───── DATA FOR THE TASK ─────

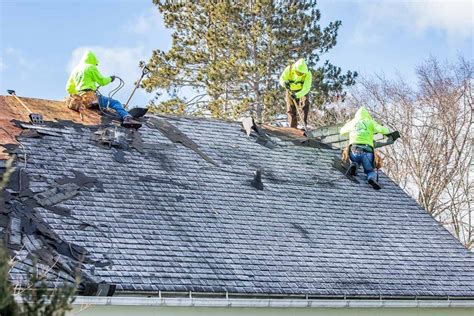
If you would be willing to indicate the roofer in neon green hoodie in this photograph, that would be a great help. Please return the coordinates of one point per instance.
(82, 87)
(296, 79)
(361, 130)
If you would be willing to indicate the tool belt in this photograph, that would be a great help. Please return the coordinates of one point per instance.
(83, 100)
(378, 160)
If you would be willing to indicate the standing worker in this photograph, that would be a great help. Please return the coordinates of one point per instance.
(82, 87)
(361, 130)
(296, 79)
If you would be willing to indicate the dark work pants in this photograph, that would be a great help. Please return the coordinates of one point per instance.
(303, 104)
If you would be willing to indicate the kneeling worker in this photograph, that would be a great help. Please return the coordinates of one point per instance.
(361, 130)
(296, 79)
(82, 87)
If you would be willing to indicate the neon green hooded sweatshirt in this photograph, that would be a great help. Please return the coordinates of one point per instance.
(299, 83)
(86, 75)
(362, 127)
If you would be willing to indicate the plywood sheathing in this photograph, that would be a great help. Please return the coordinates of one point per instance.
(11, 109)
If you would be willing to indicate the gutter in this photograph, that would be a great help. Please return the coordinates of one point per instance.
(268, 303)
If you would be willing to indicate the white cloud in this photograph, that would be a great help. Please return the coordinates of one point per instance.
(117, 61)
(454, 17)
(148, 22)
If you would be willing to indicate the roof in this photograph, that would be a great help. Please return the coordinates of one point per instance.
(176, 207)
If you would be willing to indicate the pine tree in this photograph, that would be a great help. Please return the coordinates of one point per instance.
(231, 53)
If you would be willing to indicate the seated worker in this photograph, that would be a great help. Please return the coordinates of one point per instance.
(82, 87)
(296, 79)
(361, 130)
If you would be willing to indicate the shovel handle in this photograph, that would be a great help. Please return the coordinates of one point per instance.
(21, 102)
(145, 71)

─────
───── DATA FOR THE TASK ─────

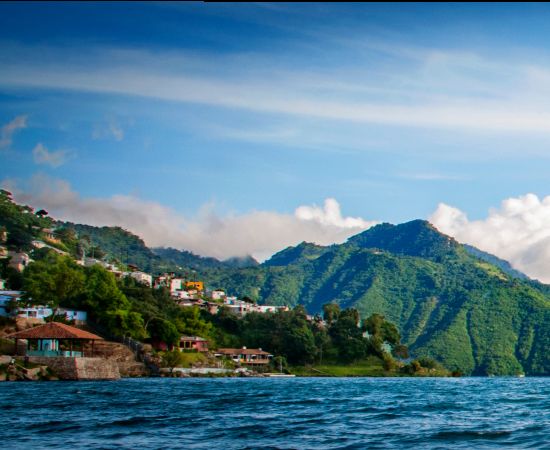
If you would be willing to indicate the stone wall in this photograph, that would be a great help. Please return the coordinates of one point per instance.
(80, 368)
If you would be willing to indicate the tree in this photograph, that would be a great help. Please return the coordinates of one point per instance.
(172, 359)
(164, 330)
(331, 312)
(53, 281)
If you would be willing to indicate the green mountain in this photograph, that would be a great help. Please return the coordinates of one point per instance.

─────

* GIVEN EXERCISE:
Repeat the entries word for word, beginning with the line that contains "If you would be willing to indicate the tree" and ending with the line that contains "If you would be willing to indicate the green", both included.

* WRITTEN SOLUTION:
If you would be willing to indicate the tree in this photograph, that would be a great help. Please return the coordinates of one point per instance.
(172, 359)
(164, 330)
(331, 312)
(53, 281)
If you would be willing to indicate the green mountain in this photograph, that would be a great help. Please return the coordinates of one point per instance.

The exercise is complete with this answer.